=== Instructions for the task ===
Only one stretch of the records below should be repeated. It starts with the line containing "shape [[1124, 715]]." and goes on through the line containing "shape [[657, 140]].", exactly as written.

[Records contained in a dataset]
--- START ---

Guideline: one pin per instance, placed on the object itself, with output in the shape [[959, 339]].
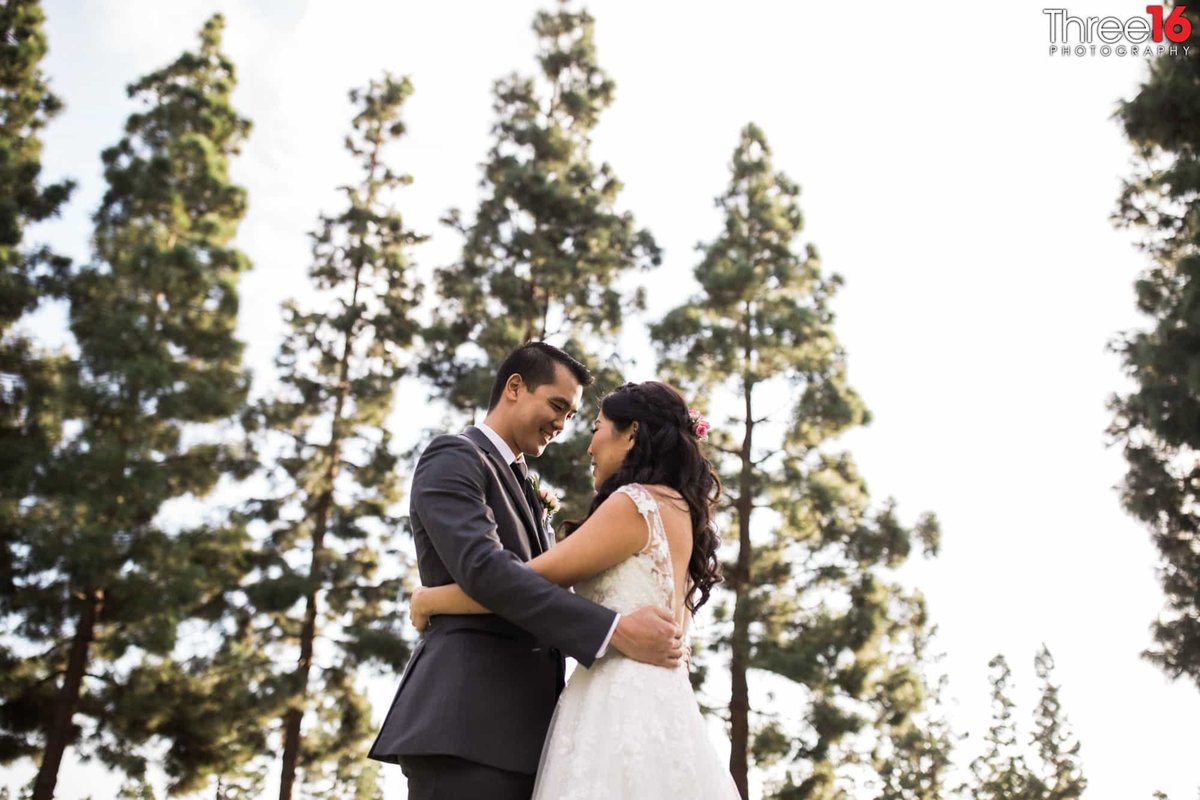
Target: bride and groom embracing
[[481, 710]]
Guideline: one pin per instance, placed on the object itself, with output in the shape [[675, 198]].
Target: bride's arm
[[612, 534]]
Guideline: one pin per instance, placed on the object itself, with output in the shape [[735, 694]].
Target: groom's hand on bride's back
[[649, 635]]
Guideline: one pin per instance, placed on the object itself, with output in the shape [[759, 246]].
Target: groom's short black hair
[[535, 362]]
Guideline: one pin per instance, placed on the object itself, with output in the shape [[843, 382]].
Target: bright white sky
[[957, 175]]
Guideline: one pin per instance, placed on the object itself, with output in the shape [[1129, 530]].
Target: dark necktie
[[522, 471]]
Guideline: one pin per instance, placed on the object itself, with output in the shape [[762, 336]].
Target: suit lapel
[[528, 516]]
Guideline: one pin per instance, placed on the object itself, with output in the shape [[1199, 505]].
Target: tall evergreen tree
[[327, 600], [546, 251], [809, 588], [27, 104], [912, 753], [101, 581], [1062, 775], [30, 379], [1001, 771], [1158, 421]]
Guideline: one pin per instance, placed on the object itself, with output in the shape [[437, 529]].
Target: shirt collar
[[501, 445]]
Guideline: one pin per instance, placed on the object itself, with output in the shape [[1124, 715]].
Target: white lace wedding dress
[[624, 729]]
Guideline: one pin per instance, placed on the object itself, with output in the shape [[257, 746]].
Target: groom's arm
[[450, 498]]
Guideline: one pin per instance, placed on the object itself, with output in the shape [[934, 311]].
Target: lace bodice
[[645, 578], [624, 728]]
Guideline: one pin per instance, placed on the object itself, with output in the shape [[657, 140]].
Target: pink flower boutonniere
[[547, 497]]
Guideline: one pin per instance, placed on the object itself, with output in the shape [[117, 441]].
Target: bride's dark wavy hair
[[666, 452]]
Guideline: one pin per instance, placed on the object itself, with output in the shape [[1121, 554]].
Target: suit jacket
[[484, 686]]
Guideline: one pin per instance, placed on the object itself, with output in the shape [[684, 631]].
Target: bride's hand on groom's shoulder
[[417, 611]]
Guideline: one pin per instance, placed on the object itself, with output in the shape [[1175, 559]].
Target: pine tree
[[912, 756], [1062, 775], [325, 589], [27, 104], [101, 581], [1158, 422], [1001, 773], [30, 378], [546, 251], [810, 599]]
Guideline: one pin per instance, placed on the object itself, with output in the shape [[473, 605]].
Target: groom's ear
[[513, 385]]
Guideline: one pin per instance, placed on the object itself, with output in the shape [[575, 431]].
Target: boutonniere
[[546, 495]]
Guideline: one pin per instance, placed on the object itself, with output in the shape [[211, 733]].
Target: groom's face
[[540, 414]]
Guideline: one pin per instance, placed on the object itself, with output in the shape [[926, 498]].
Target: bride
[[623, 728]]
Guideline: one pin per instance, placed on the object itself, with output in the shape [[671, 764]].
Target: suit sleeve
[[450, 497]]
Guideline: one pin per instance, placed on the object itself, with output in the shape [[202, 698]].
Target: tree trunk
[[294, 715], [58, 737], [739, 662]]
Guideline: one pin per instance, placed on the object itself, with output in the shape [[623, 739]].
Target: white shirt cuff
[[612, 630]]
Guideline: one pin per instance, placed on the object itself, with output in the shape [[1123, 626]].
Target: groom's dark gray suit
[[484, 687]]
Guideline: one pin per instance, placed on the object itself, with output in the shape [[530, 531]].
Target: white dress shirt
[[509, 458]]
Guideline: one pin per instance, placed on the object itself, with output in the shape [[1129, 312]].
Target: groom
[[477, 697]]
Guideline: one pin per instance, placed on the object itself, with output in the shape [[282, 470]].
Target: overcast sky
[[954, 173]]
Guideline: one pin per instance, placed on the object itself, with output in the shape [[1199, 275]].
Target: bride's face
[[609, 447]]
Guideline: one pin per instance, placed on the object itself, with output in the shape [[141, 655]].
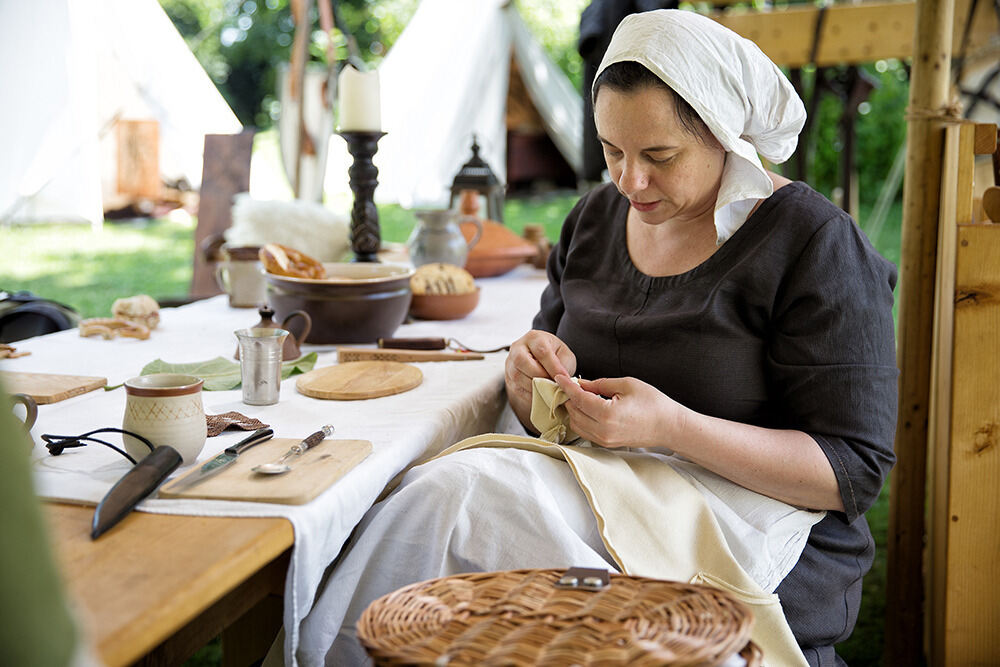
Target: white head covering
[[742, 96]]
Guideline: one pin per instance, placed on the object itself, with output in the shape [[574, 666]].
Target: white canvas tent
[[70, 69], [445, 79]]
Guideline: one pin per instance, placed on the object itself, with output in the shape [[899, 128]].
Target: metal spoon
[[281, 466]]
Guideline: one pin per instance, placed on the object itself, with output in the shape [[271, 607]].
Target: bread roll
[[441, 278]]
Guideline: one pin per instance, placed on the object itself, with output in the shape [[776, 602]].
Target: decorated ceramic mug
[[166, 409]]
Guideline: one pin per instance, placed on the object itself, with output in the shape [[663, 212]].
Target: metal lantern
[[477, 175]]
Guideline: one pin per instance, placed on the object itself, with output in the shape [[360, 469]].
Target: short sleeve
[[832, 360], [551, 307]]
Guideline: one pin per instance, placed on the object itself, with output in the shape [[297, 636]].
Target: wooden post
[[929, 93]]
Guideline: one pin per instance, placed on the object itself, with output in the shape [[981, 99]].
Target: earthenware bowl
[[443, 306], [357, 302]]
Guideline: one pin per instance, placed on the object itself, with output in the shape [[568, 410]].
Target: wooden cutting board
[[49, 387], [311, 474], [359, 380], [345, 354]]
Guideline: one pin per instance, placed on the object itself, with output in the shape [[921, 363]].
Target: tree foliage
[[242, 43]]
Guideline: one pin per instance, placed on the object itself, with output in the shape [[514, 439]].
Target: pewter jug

--- END ---

=== Result of the exercise ===
Guideline: one pin per instance, placed on the object itself, with output in the shape [[1124, 715]].
Target: white lace wedding dress
[[624, 729]]
Guideline: one pin per instance, placed on the object itself, with output in the shape [[257, 746]].
Target: groom's arm
[[450, 498]]
Guideline: one pin per instance, placed on the object itself, with output in the shape [[934, 311]].
Target: lace bodice
[[645, 578], [624, 728]]
Guideline: one pin per instance, placed on the object itself, with output in the shape [[657, 140]].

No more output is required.